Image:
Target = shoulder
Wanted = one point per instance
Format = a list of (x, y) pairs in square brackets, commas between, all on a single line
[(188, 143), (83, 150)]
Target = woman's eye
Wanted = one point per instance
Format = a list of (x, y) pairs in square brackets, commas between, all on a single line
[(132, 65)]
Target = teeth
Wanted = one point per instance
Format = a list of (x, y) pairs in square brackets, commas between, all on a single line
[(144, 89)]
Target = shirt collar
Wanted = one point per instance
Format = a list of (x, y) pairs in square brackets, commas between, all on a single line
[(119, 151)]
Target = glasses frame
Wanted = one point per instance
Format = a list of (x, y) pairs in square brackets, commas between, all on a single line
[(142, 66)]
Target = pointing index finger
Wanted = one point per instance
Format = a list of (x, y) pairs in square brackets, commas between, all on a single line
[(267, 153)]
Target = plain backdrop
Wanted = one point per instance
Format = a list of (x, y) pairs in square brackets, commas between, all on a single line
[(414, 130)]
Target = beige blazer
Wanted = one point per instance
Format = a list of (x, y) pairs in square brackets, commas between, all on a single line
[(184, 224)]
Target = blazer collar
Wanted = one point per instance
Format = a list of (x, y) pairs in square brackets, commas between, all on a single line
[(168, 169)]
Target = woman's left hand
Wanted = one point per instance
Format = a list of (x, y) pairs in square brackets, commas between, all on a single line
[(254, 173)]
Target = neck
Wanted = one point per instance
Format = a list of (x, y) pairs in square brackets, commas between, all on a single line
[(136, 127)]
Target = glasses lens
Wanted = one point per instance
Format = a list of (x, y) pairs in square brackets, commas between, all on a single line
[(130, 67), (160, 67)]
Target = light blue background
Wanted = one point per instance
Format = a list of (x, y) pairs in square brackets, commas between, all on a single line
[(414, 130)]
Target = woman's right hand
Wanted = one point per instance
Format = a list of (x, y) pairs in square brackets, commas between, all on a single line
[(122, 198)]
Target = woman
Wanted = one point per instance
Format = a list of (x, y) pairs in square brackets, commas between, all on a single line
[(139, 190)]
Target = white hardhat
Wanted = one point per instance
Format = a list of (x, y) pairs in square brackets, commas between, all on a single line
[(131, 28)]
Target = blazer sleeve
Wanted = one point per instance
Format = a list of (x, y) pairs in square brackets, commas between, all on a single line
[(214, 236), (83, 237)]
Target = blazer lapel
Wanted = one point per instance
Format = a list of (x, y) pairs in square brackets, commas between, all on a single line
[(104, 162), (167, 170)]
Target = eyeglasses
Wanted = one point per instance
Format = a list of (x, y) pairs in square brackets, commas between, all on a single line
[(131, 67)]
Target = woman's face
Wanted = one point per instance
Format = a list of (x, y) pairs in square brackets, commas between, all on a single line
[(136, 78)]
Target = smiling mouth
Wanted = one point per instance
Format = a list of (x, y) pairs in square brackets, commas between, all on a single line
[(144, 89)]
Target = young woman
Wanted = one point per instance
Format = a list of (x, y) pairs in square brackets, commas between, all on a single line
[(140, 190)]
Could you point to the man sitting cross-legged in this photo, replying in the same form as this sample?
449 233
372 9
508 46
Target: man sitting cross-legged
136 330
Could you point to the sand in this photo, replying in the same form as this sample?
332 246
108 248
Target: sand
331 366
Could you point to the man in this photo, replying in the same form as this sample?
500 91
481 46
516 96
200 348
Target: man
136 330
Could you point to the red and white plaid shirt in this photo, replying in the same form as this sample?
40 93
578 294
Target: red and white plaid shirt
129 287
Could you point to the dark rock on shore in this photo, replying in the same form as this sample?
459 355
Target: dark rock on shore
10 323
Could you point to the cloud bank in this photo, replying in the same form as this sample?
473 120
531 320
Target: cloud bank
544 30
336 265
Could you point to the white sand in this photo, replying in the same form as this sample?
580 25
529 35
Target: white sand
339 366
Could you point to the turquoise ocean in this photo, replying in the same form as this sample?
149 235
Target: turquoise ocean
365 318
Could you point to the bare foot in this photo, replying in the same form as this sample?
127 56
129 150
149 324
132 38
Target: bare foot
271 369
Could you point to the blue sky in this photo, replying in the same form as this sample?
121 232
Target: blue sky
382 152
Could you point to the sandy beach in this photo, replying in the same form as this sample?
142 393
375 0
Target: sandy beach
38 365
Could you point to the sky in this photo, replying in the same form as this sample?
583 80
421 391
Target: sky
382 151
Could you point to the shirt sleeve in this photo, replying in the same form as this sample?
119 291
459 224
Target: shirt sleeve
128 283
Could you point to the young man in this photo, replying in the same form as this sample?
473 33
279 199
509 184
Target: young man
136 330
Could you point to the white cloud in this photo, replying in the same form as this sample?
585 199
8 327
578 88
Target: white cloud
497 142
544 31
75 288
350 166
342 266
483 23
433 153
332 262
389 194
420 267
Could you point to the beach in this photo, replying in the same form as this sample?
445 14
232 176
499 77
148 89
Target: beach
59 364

* [PROBLEM TO WORK ON]:
Set down all of the rows above a second time, character for character, with no changes.

* [REPLY]:
Image:
Target = shoulder
Wanted = one point per instance
Format = a list of (x, y) pairs in square brackets, commas between, all on a single line
[(188, 143), (83, 150)]
Target = woman's eye
Wanted = one point per instance
Format = a list of (x, y) pairs in square brackets, commas between, all on a single line
[(132, 65)]
Target = teeth
Wanted = one point per instance
Format = a list of (x, y) pairs in square brackets, commas between, all on a single line
[(144, 89)]
Target = shirt collar
Wanted = one point per instance
Format = a list of (x, y) pairs in square brackets, commas between, all on a single line
[(119, 151)]
Target = glasses frame
Wanted = one point per instance
Format = a list of (x, y) pairs in square brackets, commas between, all on a single line
[(142, 66)]
Target = pointing index finger
Wanted = one point per instance
Format = a list of (x, y) pairs in square brackets, commas between, all on a single line
[(267, 153)]
Target = plain backdrop
Wanted = one point per instance
Format = a list of (x, y) pairs in square brackets, commas between, all on a single line
[(414, 130)]
Target = beige blazer
Wanted = one point per instance
Format = a list of (x, y) pairs in square brackets, commas between, all on a single line
[(184, 224)]
Target = blazer collar
Wanted = one point per instance
Format = a list of (x, y) pairs in square brackets, commas between, all on a single line
[(168, 169)]
Target = woman's left hand
Wanted = one point per instance
Format = a list of (x, y) pairs in square brackets, commas between, all on a single line
[(254, 173)]
Target = neck
Wanted = one point per instance
Format = a list of (x, y) pairs in square brackets, commas between, all on a single line
[(136, 127)]
Target = glasses lens
Wanted = one point per instance
Format = a list of (x, y) pairs in square brackets, commas between, all on a single line
[(130, 67), (160, 67)]
Target = light blue background
Wanted = one point per instance
Format = a list of (x, y) pairs in square brackets, commas between, all on a single line
[(414, 130)]
Target = woman's right hand
Wanted = one point per instance
Format = a list of (x, y) pairs in square brackets, commas between, all on a single line
[(122, 198)]
Target = woman
Wanted = one point per instance
Format = a list of (x, y) pairs in square brackets, commas between, all on a single line
[(139, 190)]
Target = white hardhat
Wanted = one point per instance
Format = a list of (x, y) pairs in square brackets, commas between, all on a single line
[(131, 28)]
Target = blazer sleeve
Wanted = one point per instance
Format = a list of (x, y) pairs in square brackets, commas between, all on a single line
[(214, 236), (83, 237)]
Target = blazer lapel
Wanted = one point per instance
Format = a list of (x, y) pairs in square brackets, commas between, all on a single line
[(104, 162), (167, 170)]
Target = eyeglasses
Wanted = one point per instance
Format = a list of (x, y) pairs in square brackets, commas between, all on a single line
[(131, 67)]
Target = woman's face
Wanted = one point per instance
Format = a list of (x, y) pairs in square brackets, commas between, all on a single line
[(136, 78)]
Target = smiling mouth
Wanted = one point per instance
Format = a list of (x, y) pairs in square brackets, commas between, all on a single line
[(144, 89)]
Target = young woman
Wanted = one point per instance
Format = a list of (x, y) pairs in square brackets, commas between, all on a single line
[(140, 190)]
Could you point to the man sitting cross-legged in this photo, replying in the same form as this sample?
449 233
372 9
508 46
Target: man sitting cross-legged
136 330
Could you point to the sand in this photo, replying in the same form as this sample?
332 246
108 248
Target: sand
331 366
Could you point to the man in this photo, replying in the same form as this sample?
500 91
481 46
516 96
200 348
Target: man
136 330
Could you point to the red and white plaid shirt in this photo, replying in the same form as this sample?
40 93
578 294
Target: red and white plaid shirt
129 287
Could you point to the dark rock on shore in this photo, replying in the same form as this sample?
459 355
Target: dark rock on shore
10 323
Could you point to the cloud bank in this photo, replying in the same form as this sample?
473 120
531 320
Target: cloud bank
544 30
336 265
Could you point to the white sand in this photo, replying in the same form as this sample?
580 25
529 35
Target: white sand
339 366
Could you point to the turquoise ocean in this photo, replying in the same form as this sample?
149 235
Target: turquoise ocean
365 318
Could you point to the bare foot in this photo, replying in the same form as this sample?
127 56
129 150
149 324
132 38
Target: bare foot
271 369
Could you point to the blue sky in this photo, replying in the same form as this sample?
121 232
Target: blue sky
382 152
Could you point to the sandy beach in this photo, replying in the same form as this sample?
142 393
375 0
Target: sandy beach
38 365
Could you point to the sky in this photo, replying in the same form as this sample?
583 80
421 391
Target: sky
382 151
Could you point to the shirt sleeve in this photo, replying in the same form as this sample?
119 291
459 224
Target: shirt sleeve
128 283
Could you point to the young man in this photo, replying in the same form as this sample?
473 33
279 199
509 184
Target: young man
136 330
Could you point to the white cloud in this photo, replying in the same form as this sample?
585 199
8 327
578 88
Target: white cloud
497 142
544 31
75 288
350 166
342 266
483 23
433 153
332 262
389 194
420 267
Could you point to the beach in this photo, replying in the same form as this sample?
445 14
232 176
499 77
148 89
Target: beach
59 364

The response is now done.